[Aim a]
According to the passage on the RYB color model below, who was the first to apply that model to printing?

RYB (an abbreviation of red–yellow–blue) is a subtractive color model used in art and applied design in which red, yellow, and blue pigments are considered primary colors.[1] Under traditional color theory, (which some artists see as the “correct theory” whilst others use modern color theory [cym] instead) this set of primary colors was advocated by Moses Harris, Michel Eugène Chevreul, Johannes Itten and Josef Albers, and applied by countless artists and designers. The RYB color model underpinned the color curriculum of the Bauhaus, Ulm School of Design and numerous art and design schools that were influenced by the Bauhaus, including the IIT Institute of Design (founded as the New Bauhaus), Black Mountain College, Design Department Yale University, the Shillito Design School, Sydney, and Parsons School of Design, New York.

In this context, the term primary color refers to three exemplar colors (red, yellow, and blue) as opposed to specific pigments. As illustrated, in the RYB color model, red, yellow, and blue are intermixed to create secondary color segments of orange, green, and purple. This set of primary colors emerged at a time when access to a large range of pigments was limited by availability and cost, and it encouraged artists and designers to explore the many nuances of color through mixing and intermixing a limited range of pigment colors. In art and design education, red, yellow, and blue pigments were usually augmented with white and black pigments, enabling the creation of a larger gamut of color nuances including tints and shades.

The RYB color model relates specifically to color in the form of paint and pigment application in art and design.[2] Other common color models include the light model (RGB) and the printing ink CMY color model, the latter emerging in conjunction with the CMYK color model in the printing industry.

History[]

The 1613 RYB color scheme of Franciscus Aguilonius (Francisci Agvilonii), with primaries yellow (flavus), red (rubeus), and blue (caeruleus) arranged between white (albus) and black (niger), with orange (aureus), green (viridis), and purple (purpureus) as combinations of two primaries.
Le Blon's 1725 description of mixing red, yellow, and blue paints or printing inks

The first scholars to propose that there are three primary colors for painters were Scarmiglioni (1601), Savot (1609), de Boodt (1609) and Aguilonius (1613).[3] From these, the most influential was the work of Franciscus Aguilonius (1567–1617), although he did not arrange the colors in a wheel.[4]

Jacob Christoph Le Blon was the first to apply the RYB color model to printing, specifically mezzotint printing, and he used separate plates for each color: yellow, red and blue plus black to add shades and contrast. In 'Coloritto', Le Blon asserted that “the art of mixing colours…(in) painting can represent all visible objects with three colours: yellow, red and blue; for all colours can be composed of these three, which I call Primitive”. Le Blon added that red and yellow make orange; red and blue, make purple; and blue and yellow make green (Le Blon, 1725, p6).[5][6]

In the 18th century, Moses Harris advocated that a multitude of colors can be created from three "primitive" colors – red, yellow, and blue.[7]

Mérimée referred to "three simple colours (yellow, red, and blue)" that can produce a large gamut of color nuances. "United in pairs, these three primitive colours give birth to three other colours as distinct and brilliant as their originals; thus, yellow mixed with red, gives orange; red and blue, violet; and green is obtained by mixing blue and yellow" (Mérimée, 1839, p245). Mérimée illustrated these color relationships with a simple diagram located between pages 244 and 245: Chromatic Scale (Echelle Chromatique).De la peinture à l’huile : ou, Des procédés matériels employés dans ce genre de peinture, depuis Hubert et Jean Van-Eyck jusqu’à nos jours was published in 1830 and an English translation by W. B. Sarsfield Taylor was published in London in 1839.[8]

Chromatic Scale (Echelle Chromatique), J. F. L Mérimée (1830, 1839)

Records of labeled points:
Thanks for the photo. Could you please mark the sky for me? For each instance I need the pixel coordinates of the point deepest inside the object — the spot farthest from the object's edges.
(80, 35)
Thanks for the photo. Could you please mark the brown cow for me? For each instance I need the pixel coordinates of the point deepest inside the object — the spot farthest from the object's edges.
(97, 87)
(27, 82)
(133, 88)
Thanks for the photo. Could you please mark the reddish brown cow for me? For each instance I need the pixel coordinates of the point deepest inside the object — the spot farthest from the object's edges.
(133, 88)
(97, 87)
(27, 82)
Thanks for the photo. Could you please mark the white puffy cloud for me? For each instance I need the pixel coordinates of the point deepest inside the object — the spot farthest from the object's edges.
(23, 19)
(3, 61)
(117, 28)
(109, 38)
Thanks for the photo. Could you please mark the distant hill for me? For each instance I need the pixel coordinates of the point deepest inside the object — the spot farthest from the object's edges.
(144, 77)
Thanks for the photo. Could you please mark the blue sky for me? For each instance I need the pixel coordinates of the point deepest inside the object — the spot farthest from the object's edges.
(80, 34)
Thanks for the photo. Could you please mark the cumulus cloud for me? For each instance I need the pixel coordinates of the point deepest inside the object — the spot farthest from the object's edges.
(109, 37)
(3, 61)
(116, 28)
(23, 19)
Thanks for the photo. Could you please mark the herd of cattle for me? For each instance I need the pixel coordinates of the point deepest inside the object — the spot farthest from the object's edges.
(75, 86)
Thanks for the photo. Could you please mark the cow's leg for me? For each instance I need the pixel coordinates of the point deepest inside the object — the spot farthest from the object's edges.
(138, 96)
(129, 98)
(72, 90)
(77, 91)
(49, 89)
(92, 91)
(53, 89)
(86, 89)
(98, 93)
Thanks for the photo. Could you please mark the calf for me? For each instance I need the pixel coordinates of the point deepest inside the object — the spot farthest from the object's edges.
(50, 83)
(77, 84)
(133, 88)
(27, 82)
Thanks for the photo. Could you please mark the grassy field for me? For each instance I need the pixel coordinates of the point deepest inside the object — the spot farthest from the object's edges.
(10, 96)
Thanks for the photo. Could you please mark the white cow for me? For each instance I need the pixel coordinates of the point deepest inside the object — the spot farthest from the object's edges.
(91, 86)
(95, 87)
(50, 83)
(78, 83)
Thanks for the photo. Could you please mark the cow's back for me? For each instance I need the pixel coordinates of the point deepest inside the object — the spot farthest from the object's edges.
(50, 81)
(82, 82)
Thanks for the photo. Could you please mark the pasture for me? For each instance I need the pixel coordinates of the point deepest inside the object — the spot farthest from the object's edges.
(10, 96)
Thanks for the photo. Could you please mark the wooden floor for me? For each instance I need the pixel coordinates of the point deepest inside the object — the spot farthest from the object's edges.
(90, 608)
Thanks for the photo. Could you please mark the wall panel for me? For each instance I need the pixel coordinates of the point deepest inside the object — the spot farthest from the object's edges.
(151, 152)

[Aim b]
Add 110 to every coordinate in the answers across the stretch of entries from the line containing "Thanks for the photo. Could you please mark the pasture" through the end of the entries. Reproduce that whole stretch, including its request lines, and nothing else.

[Written solution a]
Jacob Christoph Le Blon.

[Written solution b]
Thanks for the photo. Could you please mark the pasture for me? For each instance I need the pixel coordinates of the point deepest inside the object — the spot farthest from the object's edges.
(120, 206)
Thanks for the photo. Could you please mark the wooden floor for me? For each instance I need the pixel coordinates of the point deepest inside the object — the spot farthest from the object's edges.
(200, 718)
Thanks for the photo. Could you please mark the wall panel for me? For each instance I need the pixel coordinates of the point deepest inside the object — the spot farthest from the object's edges.
(261, 262)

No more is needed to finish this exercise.